(Items in a dataset)
##########
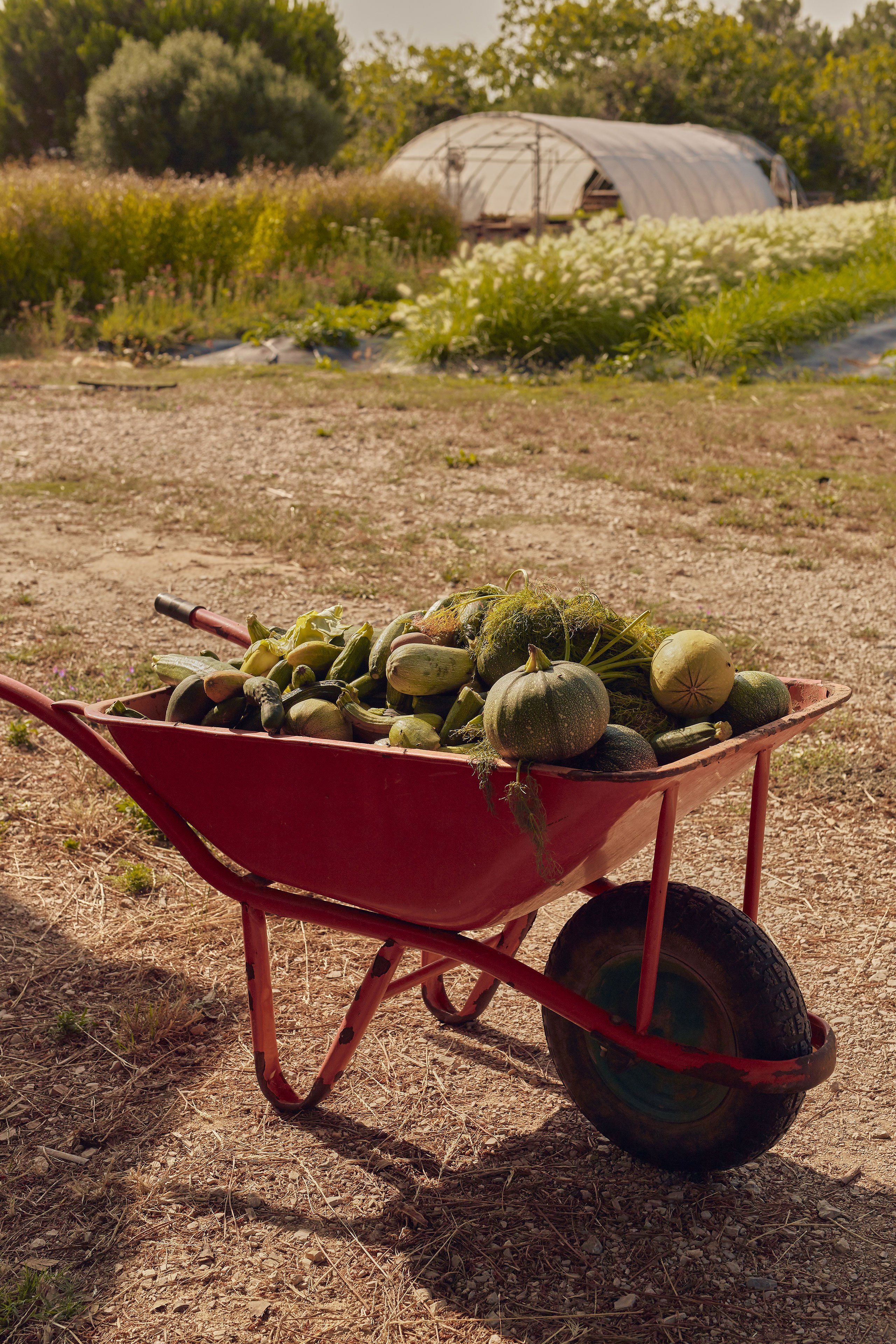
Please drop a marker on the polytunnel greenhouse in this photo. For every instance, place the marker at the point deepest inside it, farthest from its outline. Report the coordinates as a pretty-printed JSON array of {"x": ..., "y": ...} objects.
[{"x": 532, "y": 168}]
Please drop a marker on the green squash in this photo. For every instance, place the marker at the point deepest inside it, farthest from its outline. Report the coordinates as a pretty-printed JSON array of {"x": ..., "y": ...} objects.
[
  {"x": 428, "y": 670},
  {"x": 691, "y": 674},
  {"x": 546, "y": 712},
  {"x": 755, "y": 698},
  {"x": 618, "y": 749}
]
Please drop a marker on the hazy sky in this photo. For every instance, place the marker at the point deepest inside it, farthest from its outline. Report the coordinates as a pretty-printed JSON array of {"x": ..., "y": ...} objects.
[{"x": 456, "y": 21}]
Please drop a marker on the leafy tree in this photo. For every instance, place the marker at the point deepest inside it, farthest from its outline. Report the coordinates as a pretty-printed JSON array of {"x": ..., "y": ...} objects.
[
  {"x": 50, "y": 50},
  {"x": 399, "y": 91},
  {"x": 198, "y": 107}
]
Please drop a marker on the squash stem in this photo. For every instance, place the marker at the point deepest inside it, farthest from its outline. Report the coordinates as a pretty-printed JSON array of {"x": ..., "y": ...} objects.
[{"x": 597, "y": 639}]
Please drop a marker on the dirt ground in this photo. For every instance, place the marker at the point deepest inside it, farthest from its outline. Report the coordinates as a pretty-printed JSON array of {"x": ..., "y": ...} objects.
[{"x": 448, "y": 1191}]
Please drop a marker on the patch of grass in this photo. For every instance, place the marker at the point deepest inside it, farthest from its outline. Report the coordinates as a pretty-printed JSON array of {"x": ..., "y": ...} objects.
[
  {"x": 72, "y": 1026},
  {"x": 22, "y": 736},
  {"x": 138, "y": 880},
  {"x": 140, "y": 822},
  {"x": 147, "y": 1025},
  {"x": 31, "y": 1297},
  {"x": 461, "y": 459}
]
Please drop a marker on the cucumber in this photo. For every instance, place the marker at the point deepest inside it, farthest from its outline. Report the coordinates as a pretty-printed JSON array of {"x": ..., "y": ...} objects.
[
  {"x": 226, "y": 713},
  {"x": 355, "y": 656},
  {"x": 265, "y": 694},
  {"x": 225, "y": 682},
  {"x": 173, "y": 668},
  {"x": 315, "y": 691},
  {"x": 415, "y": 733},
  {"x": 123, "y": 712},
  {"x": 683, "y": 742},
  {"x": 468, "y": 706},
  {"x": 303, "y": 675},
  {"x": 366, "y": 686},
  {"x": 189, "y": 702},
  {"x": 381, "y": 648},
  {"x": 281, "y": 674}
]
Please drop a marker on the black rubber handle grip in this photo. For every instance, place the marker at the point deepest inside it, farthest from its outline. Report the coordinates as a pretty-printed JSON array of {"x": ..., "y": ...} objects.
[{"x": 176, "y": 608}]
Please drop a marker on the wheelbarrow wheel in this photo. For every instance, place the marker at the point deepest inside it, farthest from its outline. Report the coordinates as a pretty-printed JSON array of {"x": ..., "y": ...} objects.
[{"x": 722, "y": 986}]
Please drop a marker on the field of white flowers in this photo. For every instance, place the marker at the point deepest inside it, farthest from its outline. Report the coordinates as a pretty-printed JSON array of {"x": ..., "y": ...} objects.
[{"x": 612, "y": 283}]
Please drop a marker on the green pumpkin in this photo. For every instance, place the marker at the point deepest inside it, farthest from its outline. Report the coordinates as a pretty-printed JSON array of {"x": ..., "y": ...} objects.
[
  {"x": 546, "y": 712},
  {"x": 754, "y": 699}
]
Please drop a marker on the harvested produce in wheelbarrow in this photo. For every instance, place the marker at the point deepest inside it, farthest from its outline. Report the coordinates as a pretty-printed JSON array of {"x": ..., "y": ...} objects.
[{"x": 527, "y": 677}]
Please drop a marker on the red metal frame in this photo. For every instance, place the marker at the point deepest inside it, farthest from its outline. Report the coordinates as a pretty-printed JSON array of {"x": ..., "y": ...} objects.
[
  {"x": 495, "y": 958},
  {"x": 656, "y": 910},
  {"x": 757, "y": 839}
]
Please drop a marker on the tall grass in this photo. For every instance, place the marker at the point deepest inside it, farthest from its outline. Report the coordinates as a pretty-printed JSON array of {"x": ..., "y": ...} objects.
[
  {"x": 610, "y": 284},
  {"x": 62, "y": 226},
  {"x": 753, "y": 324}
]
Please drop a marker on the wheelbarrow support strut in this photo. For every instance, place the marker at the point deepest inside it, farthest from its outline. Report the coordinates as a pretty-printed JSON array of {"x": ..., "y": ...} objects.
[{"x": 768, "y": 1076}]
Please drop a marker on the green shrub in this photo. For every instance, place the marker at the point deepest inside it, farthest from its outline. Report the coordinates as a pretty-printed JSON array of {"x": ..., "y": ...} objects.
[
  {"x": 50, "y": 50},
  {"x": 755, "y": 323},
  {"x": 198, "y": 107},
  {"x": 111, "y": 233}
]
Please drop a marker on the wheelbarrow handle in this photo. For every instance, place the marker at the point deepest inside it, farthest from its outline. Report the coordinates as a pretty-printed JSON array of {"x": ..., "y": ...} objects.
[{"x": 201, "y": 619}]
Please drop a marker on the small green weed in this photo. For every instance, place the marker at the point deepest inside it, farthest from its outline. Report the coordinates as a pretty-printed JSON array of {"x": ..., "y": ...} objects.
[
  {"x": 33, "y": 1296},
  {"x": 72, "y": 1026},
  {"x": 463, "y": 459},
  {"x": 22, "y": 736},
  {"x": 148, "y": 1025},
  {"x": 138, "y": 880}
]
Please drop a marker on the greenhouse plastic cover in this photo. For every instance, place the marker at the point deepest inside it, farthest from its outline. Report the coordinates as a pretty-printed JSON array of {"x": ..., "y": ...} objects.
[{"x": 487, "y": 166}]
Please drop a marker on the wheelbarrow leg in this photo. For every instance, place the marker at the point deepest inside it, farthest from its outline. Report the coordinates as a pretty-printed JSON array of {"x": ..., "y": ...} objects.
[
  {"x": 261, "y": 1011},
  {"x": 656, "y": 909},
  {"x": 758, "y": 806},
  {"x": 433, "y": 988}
]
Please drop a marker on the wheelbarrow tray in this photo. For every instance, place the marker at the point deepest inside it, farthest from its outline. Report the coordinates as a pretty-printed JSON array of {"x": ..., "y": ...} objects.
[{"x": 410, "y": 834}]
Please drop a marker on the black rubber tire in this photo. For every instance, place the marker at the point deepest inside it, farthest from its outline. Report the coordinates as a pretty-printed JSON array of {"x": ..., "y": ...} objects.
[{"x": 721, "y": 974}]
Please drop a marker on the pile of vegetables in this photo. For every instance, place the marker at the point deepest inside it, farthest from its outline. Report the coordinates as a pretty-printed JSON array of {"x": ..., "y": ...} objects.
[{"x": 491, "y": 674}]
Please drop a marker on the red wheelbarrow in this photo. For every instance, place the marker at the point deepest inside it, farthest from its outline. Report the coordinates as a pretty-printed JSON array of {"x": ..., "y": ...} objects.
[{"x": 673, "y": 1021}]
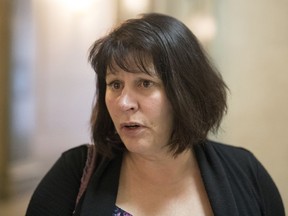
##########
Please pick out every line of the data above that contains the word "squash", matching case exactly, and copy each one.

Please drop a marker on the green squash in this photo. For every instance, place the marker at the point deepest inside it, farthest from its outline. Report the coordinates as a pretty-printed JSON array of {"x": ..., "y": ...} objects.
Please drop a marker on the squash stem in this photo. For every instance, place the marker at the point deepest inside it, farthest from its outline. Report the coordinates as a pretty-printed JSON array of {"x": ..., "y": ...} objects.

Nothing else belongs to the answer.